§ **Given data**
::::::::::

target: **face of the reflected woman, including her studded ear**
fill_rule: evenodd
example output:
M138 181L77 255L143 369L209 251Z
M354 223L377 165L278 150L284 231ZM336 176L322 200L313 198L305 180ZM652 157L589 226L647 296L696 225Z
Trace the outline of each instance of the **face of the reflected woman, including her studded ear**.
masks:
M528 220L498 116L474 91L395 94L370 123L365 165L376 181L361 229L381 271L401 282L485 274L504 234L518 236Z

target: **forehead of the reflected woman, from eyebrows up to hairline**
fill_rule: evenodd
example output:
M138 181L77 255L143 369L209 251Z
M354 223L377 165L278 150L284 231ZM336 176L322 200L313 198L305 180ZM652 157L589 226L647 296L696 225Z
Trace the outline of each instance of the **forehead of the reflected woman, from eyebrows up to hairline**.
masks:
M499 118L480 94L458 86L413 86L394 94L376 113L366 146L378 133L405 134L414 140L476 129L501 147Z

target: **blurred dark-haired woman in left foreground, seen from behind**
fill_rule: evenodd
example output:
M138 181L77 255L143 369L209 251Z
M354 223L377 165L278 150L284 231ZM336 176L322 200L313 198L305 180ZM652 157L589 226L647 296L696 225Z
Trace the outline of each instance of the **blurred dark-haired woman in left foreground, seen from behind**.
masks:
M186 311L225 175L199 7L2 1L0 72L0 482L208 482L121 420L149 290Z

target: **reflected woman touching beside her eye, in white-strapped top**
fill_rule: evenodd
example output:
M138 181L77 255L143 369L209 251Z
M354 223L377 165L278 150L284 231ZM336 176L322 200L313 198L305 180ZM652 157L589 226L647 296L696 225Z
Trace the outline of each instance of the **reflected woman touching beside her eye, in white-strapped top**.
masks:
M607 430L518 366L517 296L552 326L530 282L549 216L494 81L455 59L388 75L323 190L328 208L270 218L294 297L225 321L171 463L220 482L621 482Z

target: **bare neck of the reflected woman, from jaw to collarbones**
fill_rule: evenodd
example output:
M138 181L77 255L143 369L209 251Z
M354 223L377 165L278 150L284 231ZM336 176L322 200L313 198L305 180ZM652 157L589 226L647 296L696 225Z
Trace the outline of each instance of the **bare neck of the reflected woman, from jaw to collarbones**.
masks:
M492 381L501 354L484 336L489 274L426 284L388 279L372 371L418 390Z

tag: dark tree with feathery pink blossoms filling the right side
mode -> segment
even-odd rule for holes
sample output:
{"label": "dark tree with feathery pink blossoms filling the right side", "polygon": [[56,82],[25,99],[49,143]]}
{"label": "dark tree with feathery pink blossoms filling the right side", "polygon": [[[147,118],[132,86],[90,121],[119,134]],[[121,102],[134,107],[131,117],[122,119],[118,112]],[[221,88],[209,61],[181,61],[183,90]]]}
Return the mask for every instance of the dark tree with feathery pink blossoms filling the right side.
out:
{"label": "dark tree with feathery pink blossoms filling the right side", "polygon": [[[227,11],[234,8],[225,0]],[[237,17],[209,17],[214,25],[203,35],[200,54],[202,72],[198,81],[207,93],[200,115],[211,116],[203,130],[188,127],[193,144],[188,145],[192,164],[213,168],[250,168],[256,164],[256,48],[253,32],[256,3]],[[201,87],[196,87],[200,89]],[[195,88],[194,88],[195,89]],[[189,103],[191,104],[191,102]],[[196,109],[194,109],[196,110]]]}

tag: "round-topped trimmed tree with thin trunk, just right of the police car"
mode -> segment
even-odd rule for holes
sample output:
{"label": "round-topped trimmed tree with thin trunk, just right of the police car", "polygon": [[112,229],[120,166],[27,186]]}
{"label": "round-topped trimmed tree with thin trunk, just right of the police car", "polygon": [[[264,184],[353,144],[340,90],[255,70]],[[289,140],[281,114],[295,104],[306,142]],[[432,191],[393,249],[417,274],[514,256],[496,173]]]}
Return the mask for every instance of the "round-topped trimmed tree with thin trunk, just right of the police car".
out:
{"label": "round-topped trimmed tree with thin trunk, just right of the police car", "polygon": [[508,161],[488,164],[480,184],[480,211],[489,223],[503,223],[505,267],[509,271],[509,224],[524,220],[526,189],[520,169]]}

::::::::::

Each line of the data above should appear again in your answer, exactly as given.

target: **face of the reflected woman, including her studded ear**
fill_rule: evenodd
example output:
M138 181L77 255L143 369L209 251Z
M354 223L377 165L278 150L284 231ZM336 176L322 200L313 198L305 180ZM652 157L589 226L647 296L696 225Z
Trace the outline of each instance of the **face of the reflected woman, including her studded ear**.
masks:
M528 220L498 116L474 91L395 94L370 123L365 165L376 181L361 229L381 271L401 282L485 274L504 234L518 236Z

target: **forehead of the reflected woman, from eyebrows up to hairline**
fill_rule: evenodd
example output:
M138 181L77 255L143 369L209 251Z
M354 223L377 165L278 150L284 231ZM336 176L322 200L313 198L305 180ZM652 157L589 226L647 296L696 225Z
Trace the outline of each instance of the **forehead of the reflected woman, from eyebrows up to hairline**.
masks:
M499 118L480 94L458 86L413 86L394 94L376 113L366 146L378 133L405 134L414 140L476 129L501 147Z

target: **blurred dark-haired woman in left foreground, seen from behind**
fill_rule: evenodd
example output:
M138 181L77 255L143 369L209 251Z
M354 223L377 165L278 150L284 231ZM336 176L322 200L313 198L305 180ZM652 157L589 226L647 296L696 225Z
Trace the outline of each instance of the **blurred dark-haired woman in left foreground, seen from behind**.
masks:
M186 311L225 175L199 7L2 1L0 72L0 482L208 482L121 420L149 290Z

target: **reflected woman touching beside her eye, in white-strapped top**
fill_rule: evenodd
example output:
M138 181L77 255L143 369L209 251Z
M354 223L377 165L278 150L284 231ZM336 176L322 200L313 198L305 180ZM652 157L589 226L647 296L696 225Z
Trace the outline of each instance of the **reflected woman touching beside her eye, in white-strapped top**.
masks:
M607 430L518 366L517 296L552 326L530 282L549 216L494 81L455 59L388 75L323 190L328 208L270 218L294 297L225 321L171 463L220 482L621 482Z

target: **bare neck of the reflected woman, from jaw to collarbones**
fill_rule: evenodd
example output:
M138 181L77 255L143 369L209 251Z
M354 223L377 165L278 150L284 231ZM336 176L322 200L313 198L305 180ZM652 157L589 226L647 296L696 225Z
Trace the outline of each instance of the **bare neck of the reflected woman, from jaw to collarbones**.
masks:
M492 381L501 354L484 336L489 274L426 284L388 279L372 371L418 390Z

tag: dark tree with feathery pink blossoms filling the right side
mode -> segment
even-odd rule for holes
sample output:
{"label": "dark tree with feathery pink blossoms filling the right side", "polygon": [[56,82],[25,99],[49,143]]}
{"label": "dark tree with feathery pink blossoms filling the right side", "polygon": [[[147,118],[132,86],[90,121],[119,134]],[[121,102],[134,107],[131,117],[122,119],[118,112]],[[221,88],[209,61],[181,61],[183,90]]]}
Return the mask for every instance of the dark tree with feathery pink blossoms filling the right side.
out:
{"label": "dark tree with feathery pink blossoms filling the right side", "polygon": [[[227,11],[234,8],[225,0]],[[237,17],[209,17],[214,25],[203,35],[200,54],[202,72],[198,81],[207,93],[200,115],[211,116],[203,130],[188,127],[193,144],[188,145],[192,164],[213,168],[250,168],[256,164],[256,48],[253,32],[256,3]],[[201,87],[196,87],[200,89]],[[195,88],[194,88],[195,89]],[[189,103],[191,104],[191,102]],[[196,109],[194,109],[196,110]]]}

tag: "round-topped trimmed tree with thin trunk, just right of the police car"
mode -> segment
even-odd rule for holes
sample output:
{"label": "round-topped trimmed tree with thin trunk, just right of the police car", "polygon": [[112,229],[120,166],[27,186]]}
{"label": "round-topped trimmed tree with thin trunk, just right of the police car", "polygon": [[[264,184],[353,144],[340,90],[255,70]],[[289,140],[281,114],[295,104],[306,142]],[[432,191],[393,249],[417,274],[514,256],[496,173]]]}
Return the mask for every instance of the "round-topped trimmed tree with thin trunk, just right of the police car".
out:
{"label": "round-topped trimmed tree with thin trunk, just right of the police car", "polygon": [[508,161],[488,164],[480,184],[480,211],[489,223],[503,223],[505,267],[509,271],[509,224],[524,220],[526,189],[520,169]]}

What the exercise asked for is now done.